(Dataset entries)
= Beginning of Section =

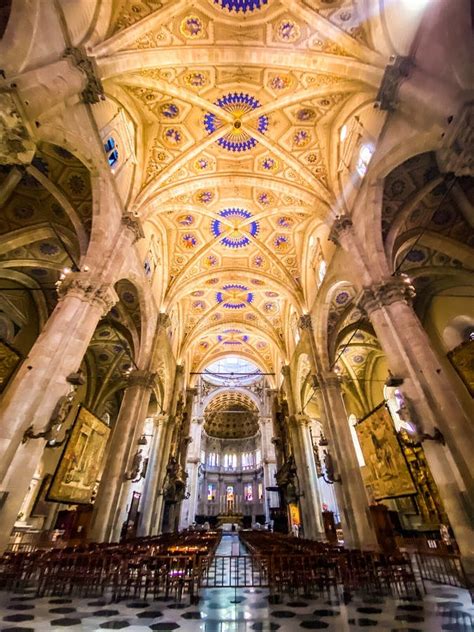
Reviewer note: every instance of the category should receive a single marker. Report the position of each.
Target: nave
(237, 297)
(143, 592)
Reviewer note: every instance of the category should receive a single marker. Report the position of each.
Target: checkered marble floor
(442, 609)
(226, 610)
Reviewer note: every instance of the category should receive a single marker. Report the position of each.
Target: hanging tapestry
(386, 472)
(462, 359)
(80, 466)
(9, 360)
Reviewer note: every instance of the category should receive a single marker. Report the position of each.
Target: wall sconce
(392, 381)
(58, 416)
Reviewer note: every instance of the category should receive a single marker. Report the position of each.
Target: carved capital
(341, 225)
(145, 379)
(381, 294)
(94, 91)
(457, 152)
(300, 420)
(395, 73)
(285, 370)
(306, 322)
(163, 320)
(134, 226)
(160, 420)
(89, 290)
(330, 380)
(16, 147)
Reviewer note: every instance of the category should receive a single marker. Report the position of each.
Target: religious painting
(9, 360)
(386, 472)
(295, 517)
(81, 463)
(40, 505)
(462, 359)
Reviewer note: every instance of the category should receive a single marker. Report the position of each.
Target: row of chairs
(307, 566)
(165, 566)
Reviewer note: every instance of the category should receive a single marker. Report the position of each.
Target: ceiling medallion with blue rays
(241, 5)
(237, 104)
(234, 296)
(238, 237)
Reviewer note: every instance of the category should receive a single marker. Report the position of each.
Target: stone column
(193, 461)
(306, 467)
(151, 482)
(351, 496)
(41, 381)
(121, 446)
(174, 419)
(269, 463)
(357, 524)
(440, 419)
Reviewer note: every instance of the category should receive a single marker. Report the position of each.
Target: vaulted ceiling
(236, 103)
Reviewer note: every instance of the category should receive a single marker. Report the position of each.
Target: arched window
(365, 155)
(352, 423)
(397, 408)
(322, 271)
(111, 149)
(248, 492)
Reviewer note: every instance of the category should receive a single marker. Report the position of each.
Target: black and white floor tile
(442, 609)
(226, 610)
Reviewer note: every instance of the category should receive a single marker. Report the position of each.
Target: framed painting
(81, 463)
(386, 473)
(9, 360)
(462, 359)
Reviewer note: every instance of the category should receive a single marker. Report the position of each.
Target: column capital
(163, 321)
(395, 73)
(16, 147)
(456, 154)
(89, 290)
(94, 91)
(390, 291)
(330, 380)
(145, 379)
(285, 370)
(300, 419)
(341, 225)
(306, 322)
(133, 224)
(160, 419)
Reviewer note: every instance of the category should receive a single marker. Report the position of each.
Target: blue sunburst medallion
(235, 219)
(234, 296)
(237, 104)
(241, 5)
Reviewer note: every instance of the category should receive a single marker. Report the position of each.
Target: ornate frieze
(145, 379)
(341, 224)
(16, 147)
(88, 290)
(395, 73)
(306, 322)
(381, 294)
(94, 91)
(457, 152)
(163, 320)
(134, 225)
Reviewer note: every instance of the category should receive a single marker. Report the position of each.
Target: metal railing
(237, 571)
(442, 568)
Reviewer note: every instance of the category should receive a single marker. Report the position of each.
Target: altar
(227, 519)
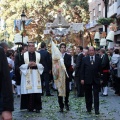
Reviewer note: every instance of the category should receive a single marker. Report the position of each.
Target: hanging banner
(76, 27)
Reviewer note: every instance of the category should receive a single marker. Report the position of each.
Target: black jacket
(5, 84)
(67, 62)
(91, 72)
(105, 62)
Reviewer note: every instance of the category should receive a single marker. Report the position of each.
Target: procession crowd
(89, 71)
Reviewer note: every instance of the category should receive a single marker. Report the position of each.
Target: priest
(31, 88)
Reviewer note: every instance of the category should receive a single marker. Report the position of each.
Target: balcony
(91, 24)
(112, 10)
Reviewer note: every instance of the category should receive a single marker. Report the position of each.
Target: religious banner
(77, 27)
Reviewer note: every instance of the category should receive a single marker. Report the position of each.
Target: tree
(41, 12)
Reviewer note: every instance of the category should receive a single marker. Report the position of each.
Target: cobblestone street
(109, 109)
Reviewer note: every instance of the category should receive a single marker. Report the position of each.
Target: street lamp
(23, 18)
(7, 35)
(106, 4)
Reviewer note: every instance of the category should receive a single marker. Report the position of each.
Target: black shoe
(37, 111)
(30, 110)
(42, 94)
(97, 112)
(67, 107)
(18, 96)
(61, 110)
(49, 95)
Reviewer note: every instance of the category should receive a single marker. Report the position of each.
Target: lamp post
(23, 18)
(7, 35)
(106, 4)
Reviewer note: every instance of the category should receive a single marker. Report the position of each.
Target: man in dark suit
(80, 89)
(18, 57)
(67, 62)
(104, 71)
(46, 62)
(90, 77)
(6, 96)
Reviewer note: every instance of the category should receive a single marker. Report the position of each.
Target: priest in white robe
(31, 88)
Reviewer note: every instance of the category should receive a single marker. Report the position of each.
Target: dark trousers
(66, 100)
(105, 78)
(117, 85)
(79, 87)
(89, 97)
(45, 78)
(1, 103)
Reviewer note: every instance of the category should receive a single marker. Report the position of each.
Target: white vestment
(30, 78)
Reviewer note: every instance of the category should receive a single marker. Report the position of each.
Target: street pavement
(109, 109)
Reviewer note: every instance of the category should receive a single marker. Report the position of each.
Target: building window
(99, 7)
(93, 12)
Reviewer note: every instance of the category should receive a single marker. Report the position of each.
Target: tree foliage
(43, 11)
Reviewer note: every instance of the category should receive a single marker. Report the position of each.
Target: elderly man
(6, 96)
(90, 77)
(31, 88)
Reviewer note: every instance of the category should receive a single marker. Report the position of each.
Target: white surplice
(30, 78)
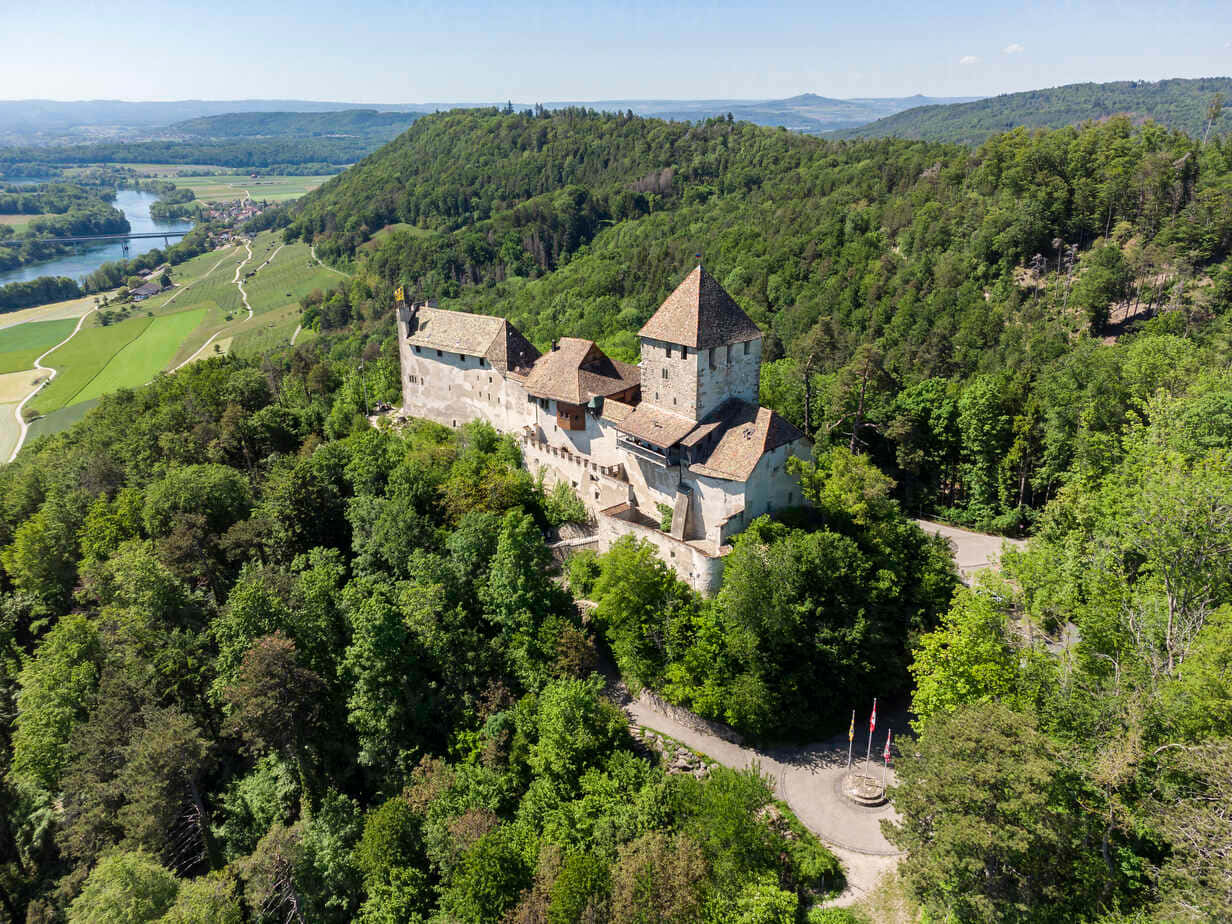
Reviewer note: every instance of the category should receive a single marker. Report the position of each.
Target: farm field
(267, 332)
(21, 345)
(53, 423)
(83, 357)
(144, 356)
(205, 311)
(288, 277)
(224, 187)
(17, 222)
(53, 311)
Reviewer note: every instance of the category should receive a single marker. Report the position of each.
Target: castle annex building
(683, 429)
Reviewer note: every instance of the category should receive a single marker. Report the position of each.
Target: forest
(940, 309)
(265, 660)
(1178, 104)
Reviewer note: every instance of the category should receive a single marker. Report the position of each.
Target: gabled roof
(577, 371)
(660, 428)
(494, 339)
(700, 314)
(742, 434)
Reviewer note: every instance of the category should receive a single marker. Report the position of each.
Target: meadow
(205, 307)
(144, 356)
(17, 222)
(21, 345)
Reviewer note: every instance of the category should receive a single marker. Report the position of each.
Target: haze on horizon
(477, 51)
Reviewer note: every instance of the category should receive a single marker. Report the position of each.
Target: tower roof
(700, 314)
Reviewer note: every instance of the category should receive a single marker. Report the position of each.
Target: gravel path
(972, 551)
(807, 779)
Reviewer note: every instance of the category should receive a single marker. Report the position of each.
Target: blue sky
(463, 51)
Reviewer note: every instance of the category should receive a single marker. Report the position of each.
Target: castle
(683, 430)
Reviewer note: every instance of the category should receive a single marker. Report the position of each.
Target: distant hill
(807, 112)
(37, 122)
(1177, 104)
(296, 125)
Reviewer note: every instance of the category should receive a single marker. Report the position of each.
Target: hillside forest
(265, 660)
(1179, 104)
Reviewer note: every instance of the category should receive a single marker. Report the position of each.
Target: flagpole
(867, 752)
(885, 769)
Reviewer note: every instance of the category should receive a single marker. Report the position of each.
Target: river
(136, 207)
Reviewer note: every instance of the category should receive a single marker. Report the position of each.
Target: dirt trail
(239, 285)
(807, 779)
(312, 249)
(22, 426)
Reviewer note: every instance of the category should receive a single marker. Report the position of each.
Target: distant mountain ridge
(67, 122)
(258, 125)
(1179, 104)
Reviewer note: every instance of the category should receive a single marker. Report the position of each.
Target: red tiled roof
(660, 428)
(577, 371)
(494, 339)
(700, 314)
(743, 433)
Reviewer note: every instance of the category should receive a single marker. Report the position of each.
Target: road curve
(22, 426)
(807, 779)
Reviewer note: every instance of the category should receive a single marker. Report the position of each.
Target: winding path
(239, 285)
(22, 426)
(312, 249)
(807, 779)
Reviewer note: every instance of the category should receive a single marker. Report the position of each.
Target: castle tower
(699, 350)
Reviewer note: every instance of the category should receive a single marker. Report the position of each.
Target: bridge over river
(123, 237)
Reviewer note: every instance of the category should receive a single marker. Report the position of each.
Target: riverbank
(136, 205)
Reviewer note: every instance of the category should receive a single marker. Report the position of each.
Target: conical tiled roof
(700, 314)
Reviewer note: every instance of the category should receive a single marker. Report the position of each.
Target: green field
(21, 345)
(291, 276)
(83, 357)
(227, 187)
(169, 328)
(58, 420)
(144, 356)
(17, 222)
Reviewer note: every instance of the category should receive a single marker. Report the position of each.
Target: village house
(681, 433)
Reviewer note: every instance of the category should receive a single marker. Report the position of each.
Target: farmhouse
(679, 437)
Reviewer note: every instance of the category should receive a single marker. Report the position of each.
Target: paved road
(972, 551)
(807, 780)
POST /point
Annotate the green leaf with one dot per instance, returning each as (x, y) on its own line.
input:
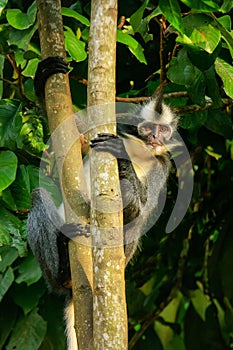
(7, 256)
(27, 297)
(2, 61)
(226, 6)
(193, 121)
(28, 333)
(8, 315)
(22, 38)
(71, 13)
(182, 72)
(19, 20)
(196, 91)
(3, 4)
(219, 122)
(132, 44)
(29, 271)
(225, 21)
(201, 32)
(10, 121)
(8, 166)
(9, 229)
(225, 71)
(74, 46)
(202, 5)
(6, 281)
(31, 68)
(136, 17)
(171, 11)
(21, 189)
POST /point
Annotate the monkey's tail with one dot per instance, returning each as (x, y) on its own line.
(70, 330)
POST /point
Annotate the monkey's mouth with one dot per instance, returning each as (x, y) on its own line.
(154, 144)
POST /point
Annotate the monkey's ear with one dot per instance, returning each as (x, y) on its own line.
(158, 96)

= End of Section =

Exercise >> Reproduce, exactly and with no pictures, the lines from the line containing "Target: conical tiled roof" through the closing line of the data above, keeping both ends.

Solved exercise >>
Target: conical tiled roof
(700, 314)
Reviewer note: every instance of the category should receive a single marker. Report the position of each.
Target: green field
(21, 345)
(291, 276)
(83, 357)
(227, 187)
(169, 328)
(58, 420)
(144, 356)
(17, 222)
Reviewer note: every instance of the category should receive a single marker. Report the position of each.
Target: village house
(681, 433)
Reviewer note: every instance of the category should receive a single marker. Report the position of each.
Target: farmhouse
(679, 437)
Reviewer note: every instance of the category should receive a single marker. Report the position of each.
Target: paved road
(972, 551)
(807, 780)
POST /point
Annotate the green leaf with one dot per instance, returning each as (x, y) on its own line.
input:
(7, 256)
(27, 297)
(2, 61)
(226, 6)
(193, 121)
(28, 333)
(8, 315)
(22, 38)
(71, 13)
(182, 72)
(19, 20)
(196, 91)
(3, 4)
(219, 122)
(132, 44)
(29, 271)
(225, 21)
(201, 32)
(10, 121)
(8, 166)
(9, 229)
(225, 71)
(74, 46)
(202, 5)
(6, 281)
(31, 68)
(136, 17)
(171, 11)
(21, 189)
POST /point
Annotate the monkey's tail with one dot per instance, returning each as (x, y) on its own line.
(70, 330)
POST /point
Annotate the monkey's mouth with one dot per instance, returning each as (x, y) on its own line.
(154, 144)
POST /point
Annotate the monkey's ear with one dot per instance, returning each as (x, y) on its own line.
(158, 96)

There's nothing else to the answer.